EXERCISE PROMPT
Print the entries below in their entirety, exactly as they are written.

Records from a collection:
◆ ◆ ◆ ◆ ◆ ◆ ◆
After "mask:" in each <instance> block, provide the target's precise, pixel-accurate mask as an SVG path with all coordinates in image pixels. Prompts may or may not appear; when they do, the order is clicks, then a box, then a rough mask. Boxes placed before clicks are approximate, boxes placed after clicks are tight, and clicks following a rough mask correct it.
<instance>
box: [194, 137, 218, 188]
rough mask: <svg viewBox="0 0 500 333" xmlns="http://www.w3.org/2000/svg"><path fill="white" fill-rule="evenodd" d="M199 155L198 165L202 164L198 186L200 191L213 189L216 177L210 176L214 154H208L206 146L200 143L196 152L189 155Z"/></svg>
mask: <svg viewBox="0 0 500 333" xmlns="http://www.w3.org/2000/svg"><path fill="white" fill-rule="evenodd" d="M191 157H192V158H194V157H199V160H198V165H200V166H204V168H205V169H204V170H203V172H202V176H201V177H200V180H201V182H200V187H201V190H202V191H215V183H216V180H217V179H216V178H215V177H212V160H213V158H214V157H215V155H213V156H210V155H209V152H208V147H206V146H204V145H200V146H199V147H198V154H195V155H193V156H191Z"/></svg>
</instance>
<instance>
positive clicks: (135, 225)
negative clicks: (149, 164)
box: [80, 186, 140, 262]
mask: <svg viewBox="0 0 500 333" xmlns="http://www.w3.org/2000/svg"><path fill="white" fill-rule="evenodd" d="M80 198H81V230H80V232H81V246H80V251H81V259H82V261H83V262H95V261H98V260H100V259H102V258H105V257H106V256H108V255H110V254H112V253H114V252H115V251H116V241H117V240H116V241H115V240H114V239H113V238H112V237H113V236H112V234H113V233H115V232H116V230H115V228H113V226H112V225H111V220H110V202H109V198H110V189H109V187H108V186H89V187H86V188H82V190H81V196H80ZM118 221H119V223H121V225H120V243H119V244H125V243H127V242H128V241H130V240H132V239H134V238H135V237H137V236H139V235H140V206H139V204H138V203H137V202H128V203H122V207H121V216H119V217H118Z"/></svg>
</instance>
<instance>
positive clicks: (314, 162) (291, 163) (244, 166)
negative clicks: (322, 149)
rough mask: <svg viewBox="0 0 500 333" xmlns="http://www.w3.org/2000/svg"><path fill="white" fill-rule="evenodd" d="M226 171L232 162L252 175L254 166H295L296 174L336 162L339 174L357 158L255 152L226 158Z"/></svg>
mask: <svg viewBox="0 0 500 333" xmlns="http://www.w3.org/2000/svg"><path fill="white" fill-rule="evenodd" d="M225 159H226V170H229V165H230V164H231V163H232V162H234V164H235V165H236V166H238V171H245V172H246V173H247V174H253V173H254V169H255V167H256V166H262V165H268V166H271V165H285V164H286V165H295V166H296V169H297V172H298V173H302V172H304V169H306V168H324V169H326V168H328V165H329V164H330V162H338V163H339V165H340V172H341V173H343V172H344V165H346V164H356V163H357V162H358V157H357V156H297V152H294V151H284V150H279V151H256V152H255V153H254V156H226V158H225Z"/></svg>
◆ ◆ ◆ ◆ ◆ ◆ ◆
REPLY TO THE EXERCISE
After "mask:" in each <instance> block, provide the target's precise, pixel-accurate mask as an SVG path with all coordinates in image pixels. Prompts may or may not appear; when they do, the order is clicks, then a box, then a rough mask. Boxes placed before clicks are approximate, boxes placed after clicks are tight, and clicks following a rough mask correct it.
<instance>
box: [194, 137, 218, 188]
rough mask: <svg viewBox="0 0 500 333" xmlns="http://www.w3.org/2000/svg"><path fill="white" fill-rule="evenodd" d="M199 155L198 165L202 164L198 186L200 191L213 189L216 177L210 176L214 154H208L206 146L200 143L196 152L189 155Z"/></svg>
mask: <svg viewBox="0 0 500 333" xmlns="http://www.w3.org/2000/svg"><path fill="white" fill-rule="evenodd" d="M191 157H192V158H194V157H199V160H198V165H200V166H204V168H205V169H204V170H203V172H202V176H201V177H200V180H201V182H200V187H201V190H202V191H215V183H216V180H217V179H216V178H215V177H212V160H213V158H214V157H215V155H213V156H210V155H209V152H208V147H206V146H204V145H200V146H199V147H198V154H195V155H193V156H191Z"/></svg>
</instance>
<instance>
positive clicks: (135, 225)
negative clicks: (149, 164)
box: [80, 186, 140, 262]
mask: <svg viewBox="0 0 500 333" xmlns="http://www.w3.org/2000/svg"><path fill="white" fill-rule="evenodd" d="M80 198H81V230H80V232H81V246H80V251H81V259H82V261H83V262H95V261H98V260H100V259H102V258H105V257H106V256H108V255H110V254H112V253H114V252H115V251H116V241H117V240H116V241H115V240H114V239H113V238H112V237H113V236H112V234H113V233H115V232H116V230H115V228H113V226H112V225H111V220H110V202H109V198H110V189H109V187H108V186H89V187H86V188H82V190H81V196H80ZM118 221H119V223H121V225H120V243H119V244H125V243H127V242H128V241H130V240H132V239H134V238H135V237H137V236H139V235H140V206H139V204H138V203H137V202H128V203H122V207H121V216H119V217H118Z"/></svg>
</instance>
<instance>
positive clicks: (314, 162) (291, 163) (244, 166)
negative clicks: (322, 149)
rough mask: <svg viewBox="0 0 500 333" xmlns="http://www.w3.org/2000/svg"><path fill="white" fill-rule="evenodd" d="M226 171L232 162L252 175L254 166H295L296 174L336 162L339 174L357 158L255 152L226 158Z"/></svg>
mask: <svg viewBox="0 0 500 333" xmlns="http://www.w3.org/2000/svg"><path fill="white" fill-rule="evenodd" d="M225 159H226V170H229V165H230V164H231V163H232V162H234V164H235V165H236V166H238V171H245V172H246V173H247V174H253V173H254V169H255V167H256V166H262V165H268V166H271V165H285V164H286V165H295V166H296V169H297V172H298V173H302V172H304V169H306V168H324V169H326V168H328V165H329V164H330V162H338V163H339V165H340V172H341V173H343V172H344V165H346V164H356V163H357V162H358V157H357V156H297V152H294V151H284V150H279V151H256V152H255V153H254V156H226V158H225Z"/></svg>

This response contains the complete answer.